Copy the items below verbatim, from the line containing "the thumb, each" through the line containing "[(221, 301)]", with both lines included. Output only those lines.

::: PROVIDED RECORDS :::

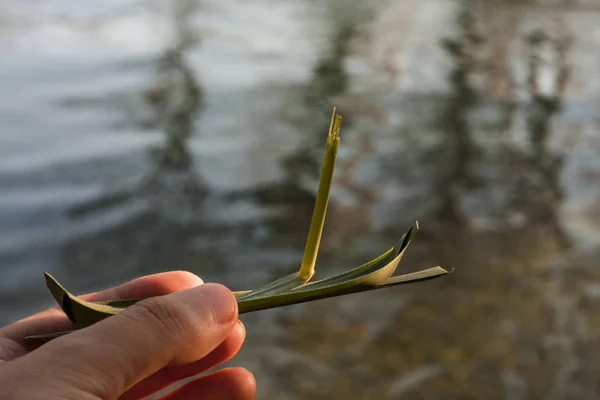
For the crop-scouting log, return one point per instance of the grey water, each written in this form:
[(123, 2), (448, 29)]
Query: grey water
[(144, 136)]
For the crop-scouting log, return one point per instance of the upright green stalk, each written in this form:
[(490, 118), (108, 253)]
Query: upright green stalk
[(307, 267)]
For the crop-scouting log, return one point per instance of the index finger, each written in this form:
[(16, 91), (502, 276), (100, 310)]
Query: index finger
[(54, 320)]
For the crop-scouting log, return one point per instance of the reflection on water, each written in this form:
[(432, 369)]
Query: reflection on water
[(189, 135)]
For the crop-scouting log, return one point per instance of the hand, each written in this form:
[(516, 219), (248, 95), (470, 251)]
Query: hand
[(190, 328)]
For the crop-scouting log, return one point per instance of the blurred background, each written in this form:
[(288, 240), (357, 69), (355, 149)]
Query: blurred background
[(139, 136)]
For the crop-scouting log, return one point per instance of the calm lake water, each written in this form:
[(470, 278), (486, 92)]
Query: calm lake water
[(143, 136)]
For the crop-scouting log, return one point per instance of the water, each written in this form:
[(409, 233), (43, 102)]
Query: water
[(145, 136)]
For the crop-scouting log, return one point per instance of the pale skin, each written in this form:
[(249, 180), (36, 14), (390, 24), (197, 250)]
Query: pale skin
[(184, 329)]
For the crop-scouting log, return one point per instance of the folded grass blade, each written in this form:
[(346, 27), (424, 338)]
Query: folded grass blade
[(291, 289)]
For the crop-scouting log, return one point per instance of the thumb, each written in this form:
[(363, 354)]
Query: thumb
[(112, 355)]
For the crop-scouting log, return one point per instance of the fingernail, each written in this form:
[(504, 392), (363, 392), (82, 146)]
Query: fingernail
[(221, 301)]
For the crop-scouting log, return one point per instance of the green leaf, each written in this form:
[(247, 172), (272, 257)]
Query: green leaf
[(291, 289)]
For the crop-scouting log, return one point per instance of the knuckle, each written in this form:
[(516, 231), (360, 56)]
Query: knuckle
[(164, 316)]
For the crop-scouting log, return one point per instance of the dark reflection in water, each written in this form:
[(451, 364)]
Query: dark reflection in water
[(467, 116)]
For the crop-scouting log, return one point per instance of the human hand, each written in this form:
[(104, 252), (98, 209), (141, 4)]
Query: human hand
[(190, 328)]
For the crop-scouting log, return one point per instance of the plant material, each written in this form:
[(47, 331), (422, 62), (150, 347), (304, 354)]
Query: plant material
[(292, 289)]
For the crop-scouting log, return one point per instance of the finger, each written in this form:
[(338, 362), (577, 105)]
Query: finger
[(168, 376), (227, 384), (120, 351), (54, 319)]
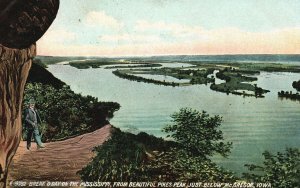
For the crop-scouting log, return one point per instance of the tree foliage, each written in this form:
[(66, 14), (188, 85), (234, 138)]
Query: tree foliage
[(128, 157), (197, 133), (66, 113), (281, 170)]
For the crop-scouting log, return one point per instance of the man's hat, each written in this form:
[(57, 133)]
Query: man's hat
[(31, 101)]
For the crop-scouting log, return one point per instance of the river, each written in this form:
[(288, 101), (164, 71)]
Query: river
[(252, 124)]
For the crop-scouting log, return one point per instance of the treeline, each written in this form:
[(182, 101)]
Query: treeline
[(134, 66), (128, 157), (141, 79), (296, 85), (195, 138), (65, 113), (289, 95), (38, 74)]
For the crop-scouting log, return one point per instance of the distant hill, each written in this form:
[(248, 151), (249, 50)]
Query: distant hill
[(39, 74)]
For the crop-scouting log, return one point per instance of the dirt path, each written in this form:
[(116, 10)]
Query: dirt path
[(58, 161)]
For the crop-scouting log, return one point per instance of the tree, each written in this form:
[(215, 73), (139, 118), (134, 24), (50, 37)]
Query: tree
[(22, 24), (197, 133)]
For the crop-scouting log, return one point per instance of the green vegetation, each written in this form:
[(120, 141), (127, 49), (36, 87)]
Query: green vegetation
[(289, 95), (281, 170), (267, 67), (195, 137), (296, 85), (122, 74), (65, 113), (48, 60), (38, 74), (97, 63), (134, 66), (235, 83)]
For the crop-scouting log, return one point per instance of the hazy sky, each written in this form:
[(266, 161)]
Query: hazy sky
[(161, 27)]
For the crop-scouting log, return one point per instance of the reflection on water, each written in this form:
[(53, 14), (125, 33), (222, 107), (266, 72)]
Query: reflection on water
[(253, 125), (163, 78)]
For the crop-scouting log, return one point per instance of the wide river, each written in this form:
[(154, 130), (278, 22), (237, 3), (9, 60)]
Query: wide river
[(252, 124)]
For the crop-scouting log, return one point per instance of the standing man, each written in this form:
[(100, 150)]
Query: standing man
[(32, 119)]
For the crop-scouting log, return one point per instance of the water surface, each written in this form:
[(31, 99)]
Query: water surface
[(252, 124)]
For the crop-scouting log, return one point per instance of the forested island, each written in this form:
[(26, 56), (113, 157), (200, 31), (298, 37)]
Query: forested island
[(237, 77), (186, 156)]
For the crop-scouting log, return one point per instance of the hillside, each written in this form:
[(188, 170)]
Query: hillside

:::

ANSWER FOR THIS EXERCISE =
For the crop-scouting log, return one point per instance of the thumb, each written in this form:
[(363, 354)]
Query: thumb
[(112, 355)]
For the crop-scouting log, return one point per instance of the fingernail, each written in this form:
[(504, 392), (363, 392), (82, 146)]
Query: fingernail
[(221, 301)]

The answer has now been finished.